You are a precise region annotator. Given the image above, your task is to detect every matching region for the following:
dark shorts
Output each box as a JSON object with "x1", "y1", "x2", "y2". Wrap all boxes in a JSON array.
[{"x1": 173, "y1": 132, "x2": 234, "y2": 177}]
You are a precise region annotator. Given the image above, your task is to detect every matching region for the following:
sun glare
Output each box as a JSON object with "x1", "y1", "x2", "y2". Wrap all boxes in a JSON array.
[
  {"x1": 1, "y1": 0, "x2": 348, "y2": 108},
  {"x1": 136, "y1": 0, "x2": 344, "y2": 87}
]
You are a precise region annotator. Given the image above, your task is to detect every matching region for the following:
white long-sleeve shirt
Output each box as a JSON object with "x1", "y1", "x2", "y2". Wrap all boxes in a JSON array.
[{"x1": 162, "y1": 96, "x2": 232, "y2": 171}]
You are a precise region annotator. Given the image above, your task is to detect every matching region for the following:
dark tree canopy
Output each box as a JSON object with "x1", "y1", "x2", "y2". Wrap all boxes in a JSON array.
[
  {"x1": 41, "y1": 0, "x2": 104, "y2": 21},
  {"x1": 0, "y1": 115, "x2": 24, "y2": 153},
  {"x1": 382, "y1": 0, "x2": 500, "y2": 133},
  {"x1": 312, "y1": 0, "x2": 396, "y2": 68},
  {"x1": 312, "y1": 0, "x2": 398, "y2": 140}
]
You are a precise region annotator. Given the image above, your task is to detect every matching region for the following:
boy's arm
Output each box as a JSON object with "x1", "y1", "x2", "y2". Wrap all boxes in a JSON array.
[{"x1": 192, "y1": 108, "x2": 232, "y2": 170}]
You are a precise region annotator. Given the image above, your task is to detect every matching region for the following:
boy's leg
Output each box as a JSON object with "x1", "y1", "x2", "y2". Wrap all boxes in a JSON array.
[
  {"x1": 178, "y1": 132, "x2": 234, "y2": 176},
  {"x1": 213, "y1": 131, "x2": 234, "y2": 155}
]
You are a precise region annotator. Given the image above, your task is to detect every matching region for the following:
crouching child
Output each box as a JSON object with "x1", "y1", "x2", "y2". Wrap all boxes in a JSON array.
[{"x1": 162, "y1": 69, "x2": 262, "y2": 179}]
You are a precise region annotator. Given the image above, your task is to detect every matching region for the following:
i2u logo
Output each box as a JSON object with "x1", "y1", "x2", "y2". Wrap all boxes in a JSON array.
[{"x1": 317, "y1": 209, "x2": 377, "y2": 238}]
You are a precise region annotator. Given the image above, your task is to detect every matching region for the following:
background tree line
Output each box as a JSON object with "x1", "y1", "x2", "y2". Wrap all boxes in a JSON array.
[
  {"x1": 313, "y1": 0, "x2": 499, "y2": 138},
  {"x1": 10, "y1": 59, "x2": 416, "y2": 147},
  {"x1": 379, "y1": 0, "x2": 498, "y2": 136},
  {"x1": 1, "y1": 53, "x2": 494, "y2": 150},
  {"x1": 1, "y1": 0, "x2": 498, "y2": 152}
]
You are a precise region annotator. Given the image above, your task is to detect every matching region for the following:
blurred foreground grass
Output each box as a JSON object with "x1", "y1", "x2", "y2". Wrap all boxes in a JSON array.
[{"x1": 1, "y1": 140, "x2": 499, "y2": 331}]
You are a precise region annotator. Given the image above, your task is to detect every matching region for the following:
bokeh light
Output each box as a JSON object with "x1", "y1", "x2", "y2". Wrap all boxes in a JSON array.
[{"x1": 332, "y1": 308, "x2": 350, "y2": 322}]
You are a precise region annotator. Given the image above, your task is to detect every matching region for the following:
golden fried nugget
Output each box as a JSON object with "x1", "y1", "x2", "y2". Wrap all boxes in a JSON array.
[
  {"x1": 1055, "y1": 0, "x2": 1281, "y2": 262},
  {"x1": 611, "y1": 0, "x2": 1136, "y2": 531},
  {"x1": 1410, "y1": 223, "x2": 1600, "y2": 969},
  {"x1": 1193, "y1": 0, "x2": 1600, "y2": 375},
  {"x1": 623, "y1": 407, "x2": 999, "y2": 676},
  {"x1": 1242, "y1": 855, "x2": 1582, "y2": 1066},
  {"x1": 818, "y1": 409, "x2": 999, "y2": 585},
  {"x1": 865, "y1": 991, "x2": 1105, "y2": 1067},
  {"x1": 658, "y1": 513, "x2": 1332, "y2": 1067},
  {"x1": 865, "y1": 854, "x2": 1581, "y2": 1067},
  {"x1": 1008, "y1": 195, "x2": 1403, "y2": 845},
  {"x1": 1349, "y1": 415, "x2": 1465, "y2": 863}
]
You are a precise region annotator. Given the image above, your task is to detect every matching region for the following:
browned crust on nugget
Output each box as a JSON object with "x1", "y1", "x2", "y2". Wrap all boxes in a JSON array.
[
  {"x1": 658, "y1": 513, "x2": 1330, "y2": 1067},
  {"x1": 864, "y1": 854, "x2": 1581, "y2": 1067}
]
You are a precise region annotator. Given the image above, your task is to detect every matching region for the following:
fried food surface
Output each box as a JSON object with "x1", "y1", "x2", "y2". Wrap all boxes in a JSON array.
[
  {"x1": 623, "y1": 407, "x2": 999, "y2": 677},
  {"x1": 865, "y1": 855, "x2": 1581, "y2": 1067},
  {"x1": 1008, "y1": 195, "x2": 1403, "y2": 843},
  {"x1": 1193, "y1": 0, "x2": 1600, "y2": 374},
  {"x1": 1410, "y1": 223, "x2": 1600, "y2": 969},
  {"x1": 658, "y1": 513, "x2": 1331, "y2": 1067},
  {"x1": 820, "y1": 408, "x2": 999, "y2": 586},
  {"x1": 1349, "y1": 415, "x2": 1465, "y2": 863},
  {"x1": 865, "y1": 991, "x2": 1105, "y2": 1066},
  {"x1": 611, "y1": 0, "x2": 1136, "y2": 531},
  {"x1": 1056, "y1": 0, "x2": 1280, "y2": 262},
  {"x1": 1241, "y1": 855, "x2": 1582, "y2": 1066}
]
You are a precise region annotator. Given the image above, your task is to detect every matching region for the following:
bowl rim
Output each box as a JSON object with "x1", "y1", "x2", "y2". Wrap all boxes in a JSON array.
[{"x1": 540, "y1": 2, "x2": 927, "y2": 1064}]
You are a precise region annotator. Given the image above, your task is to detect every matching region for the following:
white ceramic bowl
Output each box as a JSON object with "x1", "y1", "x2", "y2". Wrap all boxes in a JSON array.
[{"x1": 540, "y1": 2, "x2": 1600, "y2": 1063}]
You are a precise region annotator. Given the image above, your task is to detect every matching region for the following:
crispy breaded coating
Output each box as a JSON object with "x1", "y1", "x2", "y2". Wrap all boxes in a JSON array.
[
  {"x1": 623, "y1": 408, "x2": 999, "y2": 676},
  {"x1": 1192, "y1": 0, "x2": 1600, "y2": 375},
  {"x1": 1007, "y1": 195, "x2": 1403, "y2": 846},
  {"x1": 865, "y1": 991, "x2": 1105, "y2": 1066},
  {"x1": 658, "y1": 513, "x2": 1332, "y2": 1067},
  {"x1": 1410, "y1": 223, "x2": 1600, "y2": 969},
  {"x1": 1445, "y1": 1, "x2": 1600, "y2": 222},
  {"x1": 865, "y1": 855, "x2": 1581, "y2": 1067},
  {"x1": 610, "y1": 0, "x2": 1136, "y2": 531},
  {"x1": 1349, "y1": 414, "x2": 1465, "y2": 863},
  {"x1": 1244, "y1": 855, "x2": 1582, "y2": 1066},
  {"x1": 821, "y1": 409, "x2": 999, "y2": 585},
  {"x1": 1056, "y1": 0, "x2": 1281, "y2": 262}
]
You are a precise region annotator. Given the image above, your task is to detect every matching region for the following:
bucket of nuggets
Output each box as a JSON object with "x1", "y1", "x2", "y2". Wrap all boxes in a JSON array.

____

## Your task
Return every line of the entries above that the string "white" appears in.

## Exercise solution
white long-sleeve shirt
white ceramic bowl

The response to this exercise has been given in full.